The Ashbury-Brookfield pen pal program is designed to bring together the two rival schools in a spirit of harmony and “the Joy of the Envelope.” But when Cassie, Lydia, and Emily send their first letters to Matthew, Charlie, and Sebastian, things don’t go quite as planned. What starts out as a simple letter exchange soon leads to secret missions, false alarms, lock picking, mistaken identities, and an all-out war between the schools–not to mention some really excellent kissing.
While reading this book, I developed a closer attachment than I originally thought I would. I might have said this before, but I’m not much of a contemporary YA reader-person – I have a tendency to be easily bored by reading about what I see as the normalness of every-day life and experiences. I already live in the world I’m reading about. Why should I read about someone living in the same exact world as I am, especially if the protagonist and I happen to live in similar circumstances – student, American, white, etc. (Although in this case, replace American for Australian, what with the story taking place in Australia.)

Entries from an annotation dataset:

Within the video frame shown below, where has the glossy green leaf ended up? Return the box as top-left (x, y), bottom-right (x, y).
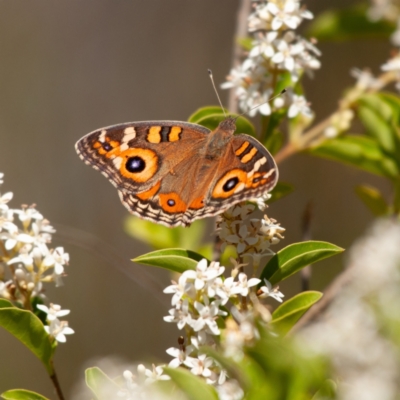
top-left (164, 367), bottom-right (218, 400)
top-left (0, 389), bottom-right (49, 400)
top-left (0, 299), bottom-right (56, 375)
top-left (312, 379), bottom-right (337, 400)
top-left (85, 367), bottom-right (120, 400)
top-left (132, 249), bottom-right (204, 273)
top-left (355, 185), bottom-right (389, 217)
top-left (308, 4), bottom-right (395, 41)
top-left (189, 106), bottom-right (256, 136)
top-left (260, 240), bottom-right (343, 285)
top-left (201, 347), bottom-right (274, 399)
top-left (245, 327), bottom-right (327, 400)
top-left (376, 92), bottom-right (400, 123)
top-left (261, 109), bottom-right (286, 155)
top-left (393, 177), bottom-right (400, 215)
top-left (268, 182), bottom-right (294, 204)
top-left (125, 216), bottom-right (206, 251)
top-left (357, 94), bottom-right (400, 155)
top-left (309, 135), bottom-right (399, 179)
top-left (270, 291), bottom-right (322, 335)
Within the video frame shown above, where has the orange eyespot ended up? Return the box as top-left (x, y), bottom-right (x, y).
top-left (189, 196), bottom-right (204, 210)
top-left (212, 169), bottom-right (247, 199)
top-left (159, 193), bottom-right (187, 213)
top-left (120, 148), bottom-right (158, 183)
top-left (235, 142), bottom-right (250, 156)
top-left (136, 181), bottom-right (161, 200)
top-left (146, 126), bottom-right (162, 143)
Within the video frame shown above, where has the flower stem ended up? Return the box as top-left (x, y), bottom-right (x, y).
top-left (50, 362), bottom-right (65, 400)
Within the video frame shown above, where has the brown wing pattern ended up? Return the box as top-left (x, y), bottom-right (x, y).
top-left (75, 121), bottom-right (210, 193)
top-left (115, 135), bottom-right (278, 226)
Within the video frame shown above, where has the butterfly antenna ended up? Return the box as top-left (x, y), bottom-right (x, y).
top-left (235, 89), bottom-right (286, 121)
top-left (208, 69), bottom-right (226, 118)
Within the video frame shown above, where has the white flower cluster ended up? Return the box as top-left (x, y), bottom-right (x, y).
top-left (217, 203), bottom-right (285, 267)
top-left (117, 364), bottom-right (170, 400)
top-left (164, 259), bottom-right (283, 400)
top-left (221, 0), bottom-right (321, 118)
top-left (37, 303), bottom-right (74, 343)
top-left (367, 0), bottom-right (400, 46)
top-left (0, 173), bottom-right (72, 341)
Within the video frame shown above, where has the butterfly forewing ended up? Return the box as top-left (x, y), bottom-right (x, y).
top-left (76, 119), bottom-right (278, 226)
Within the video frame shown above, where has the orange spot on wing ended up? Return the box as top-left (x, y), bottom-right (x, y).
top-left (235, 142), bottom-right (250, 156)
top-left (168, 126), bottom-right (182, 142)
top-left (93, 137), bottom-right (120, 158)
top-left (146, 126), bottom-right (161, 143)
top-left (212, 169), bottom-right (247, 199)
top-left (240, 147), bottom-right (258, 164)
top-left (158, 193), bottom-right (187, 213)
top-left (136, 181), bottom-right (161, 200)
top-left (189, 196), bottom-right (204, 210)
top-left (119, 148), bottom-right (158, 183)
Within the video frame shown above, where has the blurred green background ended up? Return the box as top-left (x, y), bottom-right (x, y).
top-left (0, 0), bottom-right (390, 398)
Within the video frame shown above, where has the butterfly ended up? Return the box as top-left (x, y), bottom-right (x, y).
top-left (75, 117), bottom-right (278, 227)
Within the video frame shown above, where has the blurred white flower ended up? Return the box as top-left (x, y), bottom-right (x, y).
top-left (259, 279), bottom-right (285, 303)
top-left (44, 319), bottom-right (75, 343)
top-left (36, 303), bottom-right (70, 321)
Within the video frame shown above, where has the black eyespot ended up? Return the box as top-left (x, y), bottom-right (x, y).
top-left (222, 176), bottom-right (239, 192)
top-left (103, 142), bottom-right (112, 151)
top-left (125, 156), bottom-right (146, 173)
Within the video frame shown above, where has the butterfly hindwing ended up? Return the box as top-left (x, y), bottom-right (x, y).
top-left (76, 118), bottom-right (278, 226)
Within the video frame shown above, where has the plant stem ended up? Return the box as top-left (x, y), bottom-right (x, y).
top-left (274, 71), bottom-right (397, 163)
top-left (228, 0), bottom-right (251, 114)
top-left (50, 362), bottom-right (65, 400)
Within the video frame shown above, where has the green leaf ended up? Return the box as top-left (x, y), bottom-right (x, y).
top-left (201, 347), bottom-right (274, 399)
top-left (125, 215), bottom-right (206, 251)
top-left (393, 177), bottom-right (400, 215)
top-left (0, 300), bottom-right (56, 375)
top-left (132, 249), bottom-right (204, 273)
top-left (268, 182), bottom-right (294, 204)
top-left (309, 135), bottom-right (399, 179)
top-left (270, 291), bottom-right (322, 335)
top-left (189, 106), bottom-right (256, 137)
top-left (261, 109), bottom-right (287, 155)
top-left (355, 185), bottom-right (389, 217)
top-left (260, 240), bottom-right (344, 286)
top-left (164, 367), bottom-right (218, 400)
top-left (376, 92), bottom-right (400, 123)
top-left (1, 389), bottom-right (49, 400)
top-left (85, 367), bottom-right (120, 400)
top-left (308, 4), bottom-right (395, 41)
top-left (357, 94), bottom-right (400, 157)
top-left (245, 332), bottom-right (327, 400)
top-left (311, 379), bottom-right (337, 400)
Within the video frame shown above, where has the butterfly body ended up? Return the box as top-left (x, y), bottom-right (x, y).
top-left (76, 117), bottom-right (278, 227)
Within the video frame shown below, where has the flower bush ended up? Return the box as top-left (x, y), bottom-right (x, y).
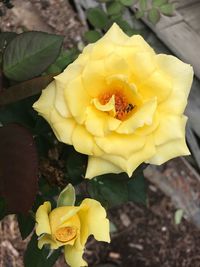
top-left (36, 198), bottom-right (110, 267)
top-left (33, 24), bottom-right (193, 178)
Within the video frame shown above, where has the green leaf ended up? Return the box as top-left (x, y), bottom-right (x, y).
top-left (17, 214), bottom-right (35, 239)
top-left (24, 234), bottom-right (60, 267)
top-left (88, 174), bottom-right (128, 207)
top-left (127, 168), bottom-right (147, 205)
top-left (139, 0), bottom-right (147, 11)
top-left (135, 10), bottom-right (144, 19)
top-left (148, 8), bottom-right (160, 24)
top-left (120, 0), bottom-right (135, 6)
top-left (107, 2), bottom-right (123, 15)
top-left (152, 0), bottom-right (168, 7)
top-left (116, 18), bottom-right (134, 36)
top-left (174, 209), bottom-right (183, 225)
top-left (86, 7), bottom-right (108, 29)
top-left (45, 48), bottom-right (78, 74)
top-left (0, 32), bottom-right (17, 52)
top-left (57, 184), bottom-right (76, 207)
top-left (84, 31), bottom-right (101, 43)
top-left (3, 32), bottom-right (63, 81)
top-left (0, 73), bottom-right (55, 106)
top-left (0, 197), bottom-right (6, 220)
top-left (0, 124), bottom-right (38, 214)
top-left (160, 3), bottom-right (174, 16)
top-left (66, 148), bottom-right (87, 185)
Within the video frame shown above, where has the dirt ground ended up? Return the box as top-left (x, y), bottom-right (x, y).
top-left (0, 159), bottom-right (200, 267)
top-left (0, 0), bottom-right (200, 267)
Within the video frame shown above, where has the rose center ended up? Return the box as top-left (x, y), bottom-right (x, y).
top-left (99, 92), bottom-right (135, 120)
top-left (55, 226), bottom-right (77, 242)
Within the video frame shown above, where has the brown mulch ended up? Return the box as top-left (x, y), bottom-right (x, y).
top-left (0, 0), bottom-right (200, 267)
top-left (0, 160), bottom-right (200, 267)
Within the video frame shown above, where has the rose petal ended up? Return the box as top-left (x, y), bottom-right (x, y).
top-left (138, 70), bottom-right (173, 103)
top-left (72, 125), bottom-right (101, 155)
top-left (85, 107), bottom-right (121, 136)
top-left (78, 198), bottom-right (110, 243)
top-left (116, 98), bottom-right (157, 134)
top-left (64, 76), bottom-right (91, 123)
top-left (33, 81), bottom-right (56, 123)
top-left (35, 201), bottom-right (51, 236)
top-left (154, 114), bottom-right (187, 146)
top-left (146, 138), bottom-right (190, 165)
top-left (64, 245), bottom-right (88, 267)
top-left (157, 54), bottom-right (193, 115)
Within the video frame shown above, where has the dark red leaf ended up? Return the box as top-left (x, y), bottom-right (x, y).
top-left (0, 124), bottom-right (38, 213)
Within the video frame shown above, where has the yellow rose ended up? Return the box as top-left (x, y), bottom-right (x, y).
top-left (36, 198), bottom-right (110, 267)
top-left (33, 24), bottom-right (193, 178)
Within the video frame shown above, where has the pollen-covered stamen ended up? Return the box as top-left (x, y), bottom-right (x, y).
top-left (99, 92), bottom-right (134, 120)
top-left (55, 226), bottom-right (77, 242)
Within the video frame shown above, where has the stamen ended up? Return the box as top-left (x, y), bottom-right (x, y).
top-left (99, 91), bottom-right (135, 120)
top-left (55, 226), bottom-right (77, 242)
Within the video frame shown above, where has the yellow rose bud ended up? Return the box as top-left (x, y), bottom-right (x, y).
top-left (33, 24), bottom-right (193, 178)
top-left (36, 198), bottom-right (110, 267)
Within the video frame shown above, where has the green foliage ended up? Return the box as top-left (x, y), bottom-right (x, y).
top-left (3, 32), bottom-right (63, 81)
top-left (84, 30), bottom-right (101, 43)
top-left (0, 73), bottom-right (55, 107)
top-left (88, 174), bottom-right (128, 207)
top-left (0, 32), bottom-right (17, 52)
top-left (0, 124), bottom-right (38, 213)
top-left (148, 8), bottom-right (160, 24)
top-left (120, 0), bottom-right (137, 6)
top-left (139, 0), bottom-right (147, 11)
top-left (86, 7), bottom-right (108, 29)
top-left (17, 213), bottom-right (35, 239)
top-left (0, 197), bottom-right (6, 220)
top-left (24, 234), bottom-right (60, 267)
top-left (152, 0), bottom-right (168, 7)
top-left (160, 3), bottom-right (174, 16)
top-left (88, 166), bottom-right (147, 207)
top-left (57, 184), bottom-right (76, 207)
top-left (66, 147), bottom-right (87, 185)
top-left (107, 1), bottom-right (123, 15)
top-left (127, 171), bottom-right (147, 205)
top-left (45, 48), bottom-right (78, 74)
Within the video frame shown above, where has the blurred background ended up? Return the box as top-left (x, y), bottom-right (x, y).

Requirements:
A) Answer these from the book review above, one per line:
(i) Who sends the first letters in the pen pal program?
(ii) Who receives those letters?
(iii) In what country does the story take place?
B) Please explain in one to three sentences why the writer of the book review says they are not much of a contemporary YA reader.

Final results:
A)
(i) Cassie, Lydia, and Emily
(ii) Matthew, Charlie, and Sebastian
(iii) Australia

B) The writer tends to be easily bored by reading about the normalness of everyday life and experiences. They already live in that world, so they see little reason to read about someone living in the same world, especially a protagonist in similar circumstances to their own.